◆ **Task brief**: An exact reprint of the data below is required, line for line.

◆ **Source records**:
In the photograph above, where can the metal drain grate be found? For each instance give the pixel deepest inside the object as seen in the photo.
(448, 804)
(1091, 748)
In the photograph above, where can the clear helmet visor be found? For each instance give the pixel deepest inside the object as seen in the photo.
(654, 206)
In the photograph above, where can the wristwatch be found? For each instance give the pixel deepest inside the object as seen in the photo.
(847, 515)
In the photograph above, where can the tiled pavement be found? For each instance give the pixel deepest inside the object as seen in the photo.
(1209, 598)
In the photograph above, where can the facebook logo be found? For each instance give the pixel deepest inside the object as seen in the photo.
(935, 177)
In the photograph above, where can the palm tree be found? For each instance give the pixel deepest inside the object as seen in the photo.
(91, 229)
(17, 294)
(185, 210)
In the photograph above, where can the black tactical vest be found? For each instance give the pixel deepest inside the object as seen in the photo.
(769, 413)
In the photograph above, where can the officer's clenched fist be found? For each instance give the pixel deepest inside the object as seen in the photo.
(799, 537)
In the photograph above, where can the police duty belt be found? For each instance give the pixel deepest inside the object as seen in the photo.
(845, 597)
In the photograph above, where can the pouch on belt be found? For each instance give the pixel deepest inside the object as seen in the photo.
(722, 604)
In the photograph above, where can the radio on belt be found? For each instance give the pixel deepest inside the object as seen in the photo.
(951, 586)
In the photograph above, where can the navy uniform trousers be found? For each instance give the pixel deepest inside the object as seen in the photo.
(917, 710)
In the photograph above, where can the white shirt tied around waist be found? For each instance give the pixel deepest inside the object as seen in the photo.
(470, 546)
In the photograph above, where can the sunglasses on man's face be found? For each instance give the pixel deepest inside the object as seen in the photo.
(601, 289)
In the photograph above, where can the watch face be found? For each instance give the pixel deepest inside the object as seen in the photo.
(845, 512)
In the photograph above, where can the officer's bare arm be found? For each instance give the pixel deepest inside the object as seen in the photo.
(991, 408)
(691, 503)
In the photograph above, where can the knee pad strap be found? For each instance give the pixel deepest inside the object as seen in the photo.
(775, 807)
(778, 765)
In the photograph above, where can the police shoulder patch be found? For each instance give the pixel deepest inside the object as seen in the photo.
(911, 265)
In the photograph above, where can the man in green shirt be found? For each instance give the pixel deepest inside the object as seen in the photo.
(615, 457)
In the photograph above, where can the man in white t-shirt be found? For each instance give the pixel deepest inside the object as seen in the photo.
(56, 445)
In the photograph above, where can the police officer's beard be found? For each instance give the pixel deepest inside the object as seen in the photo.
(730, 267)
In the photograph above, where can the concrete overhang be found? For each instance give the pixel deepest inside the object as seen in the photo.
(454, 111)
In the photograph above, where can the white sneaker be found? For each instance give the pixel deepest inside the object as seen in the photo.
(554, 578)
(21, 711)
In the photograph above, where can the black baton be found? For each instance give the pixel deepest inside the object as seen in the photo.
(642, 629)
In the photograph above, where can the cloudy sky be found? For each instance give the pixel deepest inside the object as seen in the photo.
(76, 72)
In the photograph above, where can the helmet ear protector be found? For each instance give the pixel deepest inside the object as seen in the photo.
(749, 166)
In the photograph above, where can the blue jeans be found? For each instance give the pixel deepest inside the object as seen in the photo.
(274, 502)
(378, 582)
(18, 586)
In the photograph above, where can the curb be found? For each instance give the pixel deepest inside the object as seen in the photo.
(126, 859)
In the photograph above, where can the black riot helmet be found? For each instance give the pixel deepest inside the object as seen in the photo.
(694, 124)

◆ **Exercise output**:
In the photograph above, where can the metal drain grate be found? For each instance give the pixel deepest inside the object as seen in the photo.
(448, 804)
(1091, 748)
In the photograph above, where can the clear helmet visor be found? For each instance give the pixel deepest inside the object as seen in the photo.
(654, 206)
In the photograph above, where can the wristwatch be found? For each instance give the pixel deepest inside the object as seen in the photo.
(847, 515)
In the photograph above, where can the tiled pavement be found? For each instance give the pixel deepest inside the object as seen in the photo.
(1209, 598)
In the photograph above, where can the facebook logo be found? For each instance give the pixel deepest inside the object as seen in the photo.
(935, 177)
In the photograph above, where can the palm tree be found? For each instance give the pixel deepest inside the object as seen in the photo.
(91, 229)
(17, 294)
(185, 210)
In the photograph above, where can the black tactical vest be found? For each instance give the pixel deepest inside the object as seen in the photo.
(769, 413)
In the photograph above, where can the officer's clenched fist be found? For each instance give the pixel deepest inside the object as seen in the photo.
(799, 537)
In the photograph above, where can the police duty belt be found? For each instance give the pixel deepest inside the object as seen in the photo.
(845, 597)
In the photograph above, where can the pouch on belt be found? For each instance give the pixel deepest inside the object as seen in the photo.
(722, 604)
In the photograph above, where can the radio on belt be found? For each instance give the pixel deepest inside the object as seen in the photo.
(951, 586)
In the photograph above, where can the navy uniform trousers be found? For each instance give the pixel deepest inside the object as seen in the photo.
(917, 710)
In the photograph above, where can the white shirt tied around waist be found? For each instance give the pixel deepest inside the object as seen in the photo.
(470, 546)
In the photograph above, where can the sunglasses on man's face be found? For each instance give the pixel deepest inside the object as seen in the photo.
(601, 289)
In the photograph above, where can the watch face be found? For each instance give the pixel deepest inside the object as seen in the photo.
(845, 512)
In the photograph above, where can the officer's bare arm be found? For each instance give the pixel deepest inside the object as seen in the photo.
(991, 408)
(691, 503)
In the photograph above, where can the knee pad strap be found? For each instance give the pixel deepest inside the object as seen in the photo.
(775, 807)
(778, 765)
In the photograph above, where can the police shoulder patch be found? For each instance give the pixel deepest inside the object as seen in the photo.
(911, 265)
In the photograph above, where can the man in green shirt be found? For each instance give the pixel deepest inside the object as seen in the photo.
(615, 457)
In the photograph above, where can the man in white t-shirt be found? For each instance give the pixel deepest inside the object as seen in the photo.
(56, 445)
In the photograph above, where can the police officer's beard be found? For each instance give the pixel deepest inside the object as seen in the photo.
(730, 267)
In the photograph above, where can the concrete overhang be found? For each instance give the pixel deepest inside the object as seen in the photo.
(454, 111)
In the photograph above, where can the white sneaker be found? For each instance give the pixel deepest inside the object as seen in the photo.
(554, 578)
(21, 711)
In the photograph above, where can the black baton be found? For each instance give the pixel deepest inside the object as seen in the photo.
(642, 629)
In the photograph above, where can the cloudy sky be found? For each instance give the pixel deepest inside the object as seen in the photo.
(76, 72)
In the photograph above, where can the helmet ear protector be found? For each instance give the pixel deepest inside the object as seen in the photo.
(749, 166)
In the photograph above, where can the blue jeans be found? For each instance give the pixel deepest inside the object as seen in the photo.
(274, 502)
(378, 582)
(18, 586)
In the photograph above, where can the curb be found? For each instance give the pixel deepest inside the object as seen in the photo.
(126, 859)
In the photograph above, where can the black riot helmet be found? For each instance give the pixel deepest inside the object as seen in the photo.
(694, 124)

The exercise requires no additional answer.